[Excerpted records]
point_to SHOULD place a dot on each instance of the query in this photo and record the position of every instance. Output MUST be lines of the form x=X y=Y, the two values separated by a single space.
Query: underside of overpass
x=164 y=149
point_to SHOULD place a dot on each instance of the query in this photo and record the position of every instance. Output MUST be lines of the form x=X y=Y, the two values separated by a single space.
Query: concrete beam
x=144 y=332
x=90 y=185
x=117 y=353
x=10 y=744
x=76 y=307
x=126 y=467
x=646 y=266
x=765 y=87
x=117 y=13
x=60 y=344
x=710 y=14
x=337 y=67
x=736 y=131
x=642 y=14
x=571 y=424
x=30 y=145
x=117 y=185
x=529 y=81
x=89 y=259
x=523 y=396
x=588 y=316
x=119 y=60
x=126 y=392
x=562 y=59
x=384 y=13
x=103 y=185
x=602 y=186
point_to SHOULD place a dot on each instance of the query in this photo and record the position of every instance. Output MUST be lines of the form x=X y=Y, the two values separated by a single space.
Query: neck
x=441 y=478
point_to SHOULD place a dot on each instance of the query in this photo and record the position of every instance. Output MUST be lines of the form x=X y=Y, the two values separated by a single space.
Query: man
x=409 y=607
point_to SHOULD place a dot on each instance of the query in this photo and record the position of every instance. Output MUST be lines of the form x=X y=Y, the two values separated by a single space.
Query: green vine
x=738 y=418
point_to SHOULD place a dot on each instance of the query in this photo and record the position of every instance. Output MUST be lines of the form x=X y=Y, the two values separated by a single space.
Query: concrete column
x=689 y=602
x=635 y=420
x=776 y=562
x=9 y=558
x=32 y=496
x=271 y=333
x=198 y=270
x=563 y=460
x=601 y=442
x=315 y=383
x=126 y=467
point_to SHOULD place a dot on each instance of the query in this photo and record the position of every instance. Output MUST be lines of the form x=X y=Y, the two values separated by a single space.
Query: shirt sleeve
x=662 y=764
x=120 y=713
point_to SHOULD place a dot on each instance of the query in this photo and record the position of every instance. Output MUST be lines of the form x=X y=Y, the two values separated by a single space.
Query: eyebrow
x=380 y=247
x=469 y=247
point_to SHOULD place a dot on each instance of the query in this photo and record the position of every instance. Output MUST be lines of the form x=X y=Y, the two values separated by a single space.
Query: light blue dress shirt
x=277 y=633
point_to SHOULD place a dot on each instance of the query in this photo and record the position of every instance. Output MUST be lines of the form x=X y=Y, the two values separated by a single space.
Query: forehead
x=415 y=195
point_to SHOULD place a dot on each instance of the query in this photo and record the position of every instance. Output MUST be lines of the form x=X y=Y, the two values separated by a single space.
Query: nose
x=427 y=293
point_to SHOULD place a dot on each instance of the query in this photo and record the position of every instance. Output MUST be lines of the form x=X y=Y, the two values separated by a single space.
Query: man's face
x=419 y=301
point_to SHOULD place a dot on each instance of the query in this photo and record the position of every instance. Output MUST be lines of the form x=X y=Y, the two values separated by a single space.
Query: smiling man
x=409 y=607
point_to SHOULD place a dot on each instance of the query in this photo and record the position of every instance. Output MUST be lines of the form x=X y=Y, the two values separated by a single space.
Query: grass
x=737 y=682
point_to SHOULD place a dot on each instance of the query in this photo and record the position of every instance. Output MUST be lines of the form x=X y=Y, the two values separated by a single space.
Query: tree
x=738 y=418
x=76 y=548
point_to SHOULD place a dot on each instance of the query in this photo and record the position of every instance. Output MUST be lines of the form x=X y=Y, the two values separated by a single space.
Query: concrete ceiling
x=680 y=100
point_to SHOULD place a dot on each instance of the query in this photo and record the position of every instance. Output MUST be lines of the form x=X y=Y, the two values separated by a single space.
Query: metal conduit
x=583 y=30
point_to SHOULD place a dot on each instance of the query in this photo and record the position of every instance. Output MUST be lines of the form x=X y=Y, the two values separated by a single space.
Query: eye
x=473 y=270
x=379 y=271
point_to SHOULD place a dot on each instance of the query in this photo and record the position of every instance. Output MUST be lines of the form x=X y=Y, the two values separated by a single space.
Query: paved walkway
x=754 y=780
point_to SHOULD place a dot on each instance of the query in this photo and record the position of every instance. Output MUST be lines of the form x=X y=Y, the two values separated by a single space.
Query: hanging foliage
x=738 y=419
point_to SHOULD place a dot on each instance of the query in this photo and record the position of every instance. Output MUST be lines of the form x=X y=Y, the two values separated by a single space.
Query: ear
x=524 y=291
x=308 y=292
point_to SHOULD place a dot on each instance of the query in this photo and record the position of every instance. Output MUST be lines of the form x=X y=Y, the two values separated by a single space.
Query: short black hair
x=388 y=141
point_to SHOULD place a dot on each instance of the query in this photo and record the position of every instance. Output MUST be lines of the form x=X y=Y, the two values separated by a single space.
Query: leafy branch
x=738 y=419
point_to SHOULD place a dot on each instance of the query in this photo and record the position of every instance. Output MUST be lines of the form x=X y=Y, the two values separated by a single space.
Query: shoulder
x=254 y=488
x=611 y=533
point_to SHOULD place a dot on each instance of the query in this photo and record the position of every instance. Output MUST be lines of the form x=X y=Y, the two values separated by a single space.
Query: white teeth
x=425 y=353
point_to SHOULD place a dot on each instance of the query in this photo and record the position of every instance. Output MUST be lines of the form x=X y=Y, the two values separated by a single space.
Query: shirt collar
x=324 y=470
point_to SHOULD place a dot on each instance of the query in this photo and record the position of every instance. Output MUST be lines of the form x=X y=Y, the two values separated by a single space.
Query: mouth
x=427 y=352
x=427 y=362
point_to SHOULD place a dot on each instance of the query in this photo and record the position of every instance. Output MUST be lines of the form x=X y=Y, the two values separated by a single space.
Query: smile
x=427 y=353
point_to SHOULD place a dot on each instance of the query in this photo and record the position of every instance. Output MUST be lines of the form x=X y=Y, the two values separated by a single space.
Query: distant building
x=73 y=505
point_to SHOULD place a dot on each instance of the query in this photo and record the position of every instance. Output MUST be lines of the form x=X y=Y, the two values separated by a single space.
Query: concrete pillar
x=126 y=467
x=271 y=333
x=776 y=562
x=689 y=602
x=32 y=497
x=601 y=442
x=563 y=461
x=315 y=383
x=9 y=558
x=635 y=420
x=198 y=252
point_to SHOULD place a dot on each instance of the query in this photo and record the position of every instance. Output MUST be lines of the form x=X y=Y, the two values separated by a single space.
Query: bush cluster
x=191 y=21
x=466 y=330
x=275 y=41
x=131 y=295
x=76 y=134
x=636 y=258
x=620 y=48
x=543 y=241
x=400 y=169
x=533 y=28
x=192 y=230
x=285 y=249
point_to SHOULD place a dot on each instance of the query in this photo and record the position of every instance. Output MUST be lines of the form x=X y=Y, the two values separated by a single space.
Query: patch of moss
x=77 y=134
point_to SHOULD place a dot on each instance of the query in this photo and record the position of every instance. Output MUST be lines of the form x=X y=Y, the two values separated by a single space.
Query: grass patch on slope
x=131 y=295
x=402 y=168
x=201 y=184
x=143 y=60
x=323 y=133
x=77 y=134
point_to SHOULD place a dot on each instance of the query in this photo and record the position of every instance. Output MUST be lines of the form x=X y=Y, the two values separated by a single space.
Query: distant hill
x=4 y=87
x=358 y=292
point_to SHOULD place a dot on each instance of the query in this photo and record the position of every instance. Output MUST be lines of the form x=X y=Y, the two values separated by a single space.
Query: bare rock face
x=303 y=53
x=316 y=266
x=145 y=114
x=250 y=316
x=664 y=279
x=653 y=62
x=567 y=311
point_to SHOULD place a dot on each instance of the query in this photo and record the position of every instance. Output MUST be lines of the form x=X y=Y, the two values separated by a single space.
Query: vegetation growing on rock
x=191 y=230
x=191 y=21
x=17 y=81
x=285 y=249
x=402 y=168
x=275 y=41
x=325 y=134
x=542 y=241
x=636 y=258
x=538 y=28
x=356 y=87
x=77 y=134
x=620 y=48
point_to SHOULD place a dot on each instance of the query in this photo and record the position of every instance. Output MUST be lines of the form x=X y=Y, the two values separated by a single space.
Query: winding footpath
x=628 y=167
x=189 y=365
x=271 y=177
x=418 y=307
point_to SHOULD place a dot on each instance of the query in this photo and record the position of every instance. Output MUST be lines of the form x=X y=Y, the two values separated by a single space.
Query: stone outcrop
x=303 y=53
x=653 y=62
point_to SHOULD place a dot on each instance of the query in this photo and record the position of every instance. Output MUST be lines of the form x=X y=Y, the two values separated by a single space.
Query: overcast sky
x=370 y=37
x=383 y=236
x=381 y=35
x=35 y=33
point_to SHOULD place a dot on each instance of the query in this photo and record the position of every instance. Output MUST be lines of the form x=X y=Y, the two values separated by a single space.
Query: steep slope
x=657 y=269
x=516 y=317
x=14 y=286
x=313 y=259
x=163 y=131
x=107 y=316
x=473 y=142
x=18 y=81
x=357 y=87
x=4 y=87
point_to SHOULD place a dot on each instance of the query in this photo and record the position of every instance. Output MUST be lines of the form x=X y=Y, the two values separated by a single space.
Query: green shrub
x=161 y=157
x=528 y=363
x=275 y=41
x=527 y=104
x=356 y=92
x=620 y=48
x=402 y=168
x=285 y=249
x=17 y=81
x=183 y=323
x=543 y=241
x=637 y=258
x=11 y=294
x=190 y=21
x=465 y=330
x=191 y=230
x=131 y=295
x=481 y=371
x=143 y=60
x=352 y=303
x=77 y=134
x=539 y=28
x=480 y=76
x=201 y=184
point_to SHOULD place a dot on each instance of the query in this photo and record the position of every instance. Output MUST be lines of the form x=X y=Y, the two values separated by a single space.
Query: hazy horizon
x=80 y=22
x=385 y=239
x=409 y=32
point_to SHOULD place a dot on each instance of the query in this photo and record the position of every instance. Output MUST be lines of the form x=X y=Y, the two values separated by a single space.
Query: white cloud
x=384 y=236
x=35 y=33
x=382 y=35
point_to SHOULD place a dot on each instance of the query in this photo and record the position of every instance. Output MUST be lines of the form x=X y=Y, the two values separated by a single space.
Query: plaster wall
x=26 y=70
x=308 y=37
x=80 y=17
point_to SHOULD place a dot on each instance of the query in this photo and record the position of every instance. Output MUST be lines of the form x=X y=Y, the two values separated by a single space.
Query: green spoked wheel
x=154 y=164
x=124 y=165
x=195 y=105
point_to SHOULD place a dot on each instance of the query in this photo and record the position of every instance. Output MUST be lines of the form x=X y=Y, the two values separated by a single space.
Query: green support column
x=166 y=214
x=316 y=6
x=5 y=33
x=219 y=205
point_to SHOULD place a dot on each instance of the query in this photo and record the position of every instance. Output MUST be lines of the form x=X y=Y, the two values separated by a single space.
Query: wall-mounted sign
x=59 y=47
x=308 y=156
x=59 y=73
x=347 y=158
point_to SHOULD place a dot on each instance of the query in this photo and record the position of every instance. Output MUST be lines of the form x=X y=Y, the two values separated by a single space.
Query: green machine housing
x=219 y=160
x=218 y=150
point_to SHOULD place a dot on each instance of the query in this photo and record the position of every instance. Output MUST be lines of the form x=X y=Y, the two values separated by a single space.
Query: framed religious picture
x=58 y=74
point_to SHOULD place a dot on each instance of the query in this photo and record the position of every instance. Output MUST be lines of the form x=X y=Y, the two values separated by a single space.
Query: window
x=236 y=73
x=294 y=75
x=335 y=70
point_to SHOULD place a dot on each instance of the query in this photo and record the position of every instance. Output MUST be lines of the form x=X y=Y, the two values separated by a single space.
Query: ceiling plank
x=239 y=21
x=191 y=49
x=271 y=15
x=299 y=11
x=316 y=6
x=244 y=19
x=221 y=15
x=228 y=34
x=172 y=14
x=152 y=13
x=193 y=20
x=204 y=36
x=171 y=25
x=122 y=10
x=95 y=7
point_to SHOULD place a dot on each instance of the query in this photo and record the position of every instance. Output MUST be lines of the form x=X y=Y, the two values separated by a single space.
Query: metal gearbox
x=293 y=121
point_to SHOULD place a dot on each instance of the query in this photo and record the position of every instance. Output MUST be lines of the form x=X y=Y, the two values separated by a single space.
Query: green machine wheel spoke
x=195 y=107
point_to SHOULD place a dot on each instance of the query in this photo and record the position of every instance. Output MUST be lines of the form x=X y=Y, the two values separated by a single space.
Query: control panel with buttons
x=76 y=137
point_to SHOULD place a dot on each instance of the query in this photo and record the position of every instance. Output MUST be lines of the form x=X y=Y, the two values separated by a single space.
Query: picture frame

[Short problem]
Could you arrange the rows above as a JSON list of strings, one string per line with blank lines left out, covering only the stretch from the very first line through the line containing "x=441 y=478", with both ends included?

[Finished exercise]
[
  "point_to SHOULD place a dot on each instance of the query in this photo and record the position of every instance. Output MUST be lines of the form x=X y=Y, the two values separated by a single space.",
  "Query: underside of overpass",
  "x=164 y=149",
  "point_to SHOULD place a dot on each instance of the query in this photo and record the position of every instance. Output MUST be lines of the form x=X y=Y, the two values separated by a single space.",
  "Query: concrete beam",
  "x=144 y=332",
  "x=90 y=185",
  "x=117 y=353",
  "x=10 y=744",
  "x=76 y=307",
  "x=126 y=467",
  "x=646 y=266",
  "x=765 y=87",
  "x=117 y=13",
  "x=60 y=344",
  "x=710 y=14",
  "x=337 y=67",
  "x=736 y=131",
  "x=642 y=14",
  "x=571 y=424",
  "x=30 y=145",
  "x=117 y=185",
  "x=529 y=81",
  "x=89 y=259",
  "x=523 y=396",
  "x=588 y=316",
  "x=119 y=60",
  "x=126 y=392",
  "x=562 y=59",
  "x=384 y=13",
  "x=103 y=185",
  "x=602 y=186",
  "point_to SHOULD place a dot on each instance of the query in this photo and record the position of every instance. Output MUST be lines of the form x=X y=Y, the two values separated by a single space.",
  "Query: neck",
  "x=441 y=478"
]